* **TASK OBJECTIVE**:
Here are some records; return them all exactly.

* **DATASET ROWS**:
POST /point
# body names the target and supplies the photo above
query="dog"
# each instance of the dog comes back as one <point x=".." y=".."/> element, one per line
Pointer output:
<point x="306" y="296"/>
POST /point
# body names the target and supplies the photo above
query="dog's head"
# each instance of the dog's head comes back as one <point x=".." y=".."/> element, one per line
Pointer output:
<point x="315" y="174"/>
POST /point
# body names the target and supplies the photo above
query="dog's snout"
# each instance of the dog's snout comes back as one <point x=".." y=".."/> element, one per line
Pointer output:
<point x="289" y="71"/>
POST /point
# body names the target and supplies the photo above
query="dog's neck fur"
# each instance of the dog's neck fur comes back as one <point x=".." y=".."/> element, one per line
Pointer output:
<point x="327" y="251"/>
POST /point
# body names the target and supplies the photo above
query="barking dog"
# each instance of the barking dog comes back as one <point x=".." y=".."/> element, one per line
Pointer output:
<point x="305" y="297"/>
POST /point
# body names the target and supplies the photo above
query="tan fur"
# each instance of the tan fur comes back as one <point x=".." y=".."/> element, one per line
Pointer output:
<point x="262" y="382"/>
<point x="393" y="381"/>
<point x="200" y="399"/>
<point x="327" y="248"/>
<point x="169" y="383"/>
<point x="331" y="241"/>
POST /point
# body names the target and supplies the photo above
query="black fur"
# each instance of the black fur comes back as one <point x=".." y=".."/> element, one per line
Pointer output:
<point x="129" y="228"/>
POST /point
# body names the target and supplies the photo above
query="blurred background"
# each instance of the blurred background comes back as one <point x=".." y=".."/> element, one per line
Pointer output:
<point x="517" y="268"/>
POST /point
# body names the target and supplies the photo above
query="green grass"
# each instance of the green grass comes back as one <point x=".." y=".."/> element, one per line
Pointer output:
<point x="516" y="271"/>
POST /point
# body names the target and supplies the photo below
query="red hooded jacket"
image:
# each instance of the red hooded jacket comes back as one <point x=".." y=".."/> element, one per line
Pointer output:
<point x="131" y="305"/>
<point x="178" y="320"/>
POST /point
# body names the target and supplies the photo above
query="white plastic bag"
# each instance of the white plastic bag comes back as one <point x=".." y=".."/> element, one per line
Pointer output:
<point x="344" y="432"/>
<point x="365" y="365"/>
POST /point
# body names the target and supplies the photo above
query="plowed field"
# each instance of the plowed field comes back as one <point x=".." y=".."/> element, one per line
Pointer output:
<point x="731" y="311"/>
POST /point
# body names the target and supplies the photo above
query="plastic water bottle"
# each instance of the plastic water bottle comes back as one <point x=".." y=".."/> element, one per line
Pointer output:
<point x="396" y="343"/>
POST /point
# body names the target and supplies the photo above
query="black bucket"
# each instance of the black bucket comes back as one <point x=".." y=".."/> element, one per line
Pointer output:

* **SOLUTION TO THIS TASK**:
POST /point
# body names the target and supplies the photo above
query="dog"
# each instance of the dog comes back as one <point x=".." y=".."/> element, one per line
Pointer output:
<point x="306" y="296"/>
POST /point
# body names the target and supplies the photo above
query="dog's head"
# each instance of the dog's head comes back as one <point x=".." y=".."/> element, one per line
Pointer output:
<point x="315" y="174"/>
POST /point
# body names the target and supplies the photo above
query="dog's snout"
# each instance of the dog's snout comes back as one <point x=".." y=".."/> element, one per line
Pointer output:
<point x="289" y="71"/>
POST /point
# body names the target and supplies the photo above
query="dog's neck fur"
# each instance of the dog's neck fur comes back as one <point x=".." y=".."/> element, one per line
Pointer output:
<point x="327" y="251"/>
POST /point
# body names the target and supplies the photo above
query="barking dog"
# each instance of the barking dog comes back as one <point x=".." y=".."/> element, one per line
Pointer output:
<point x="305" y="297"/>
POST /point
# body names the target and supplies the photo above
query="tan fur"
# each instance of the tan fur comes back as one <point x=".." y=".."/> element, one per line
Pointer output:
<point x="262" y="382"/>
<point x="393" y="381"/>
<point x="200" y="399"/>
<point x="327" y="248"/>
<point x="169" y="383"/>
<point x="331" y="241"/>
POST /point
# body names the target and supplies the photo above
query="black fur"
# each instance of the black fur comes back as one <point x=".." y=".."/> element, one per line
Pointer output:
<point x="129" y="228"/>
POST /point
# body names the target and supplies the photo above
query="blurred background"
# each instance of the blurred background comes back as one <point x=".." y=".."/> element, one per line
Pointer output:
<point x="517" y="268"/>
POST /point
# body names the target and supplies the photo above
query="green grass"
# each instance of the green grass comes back as one <point x=".." y=".."/> element, one per line
Pointer output:
<point x="516" y="271"/>
POST /point
# body names the target and supplies the photo below
query="red hooded jacket"
image:
# each instance of the red hooded jacket comes back as one <point x=".." y=".."/> element, one per line
Pointer output:
<point x="131" y="305"/>
<point x="178" y="320"/>
POST /point
# body names the target and supplies the photo above
query="white plastic bag"
# each instance of the white plastic bag comes back as one <point x=".." y=".."/> element, one per line
Pointer output:
<point x="344" y="432"/>
<point x="365" y="365"/>
POST /point
# body names the target and supplies the photo above
query="plowed field"
# each instance of the plowed field comes back as one <point x=".." y=".."/> element, one per line
Pointer output:
<point x="731" y="311"/>
POST /point
# body names the target and supplies the photo above
query="plastic water bottle"
# each instance of the plastic water bottle comes back as one <point x=".." y=".."/> element, one per line
Pointer output:
<point x="396" y="343"/>
POST /point
# body names the target and supplies the photo above
query="black bucket"
# each instance of the black bucket comes back as one <point x=".." y=".."/> element, one per line
Pointer output:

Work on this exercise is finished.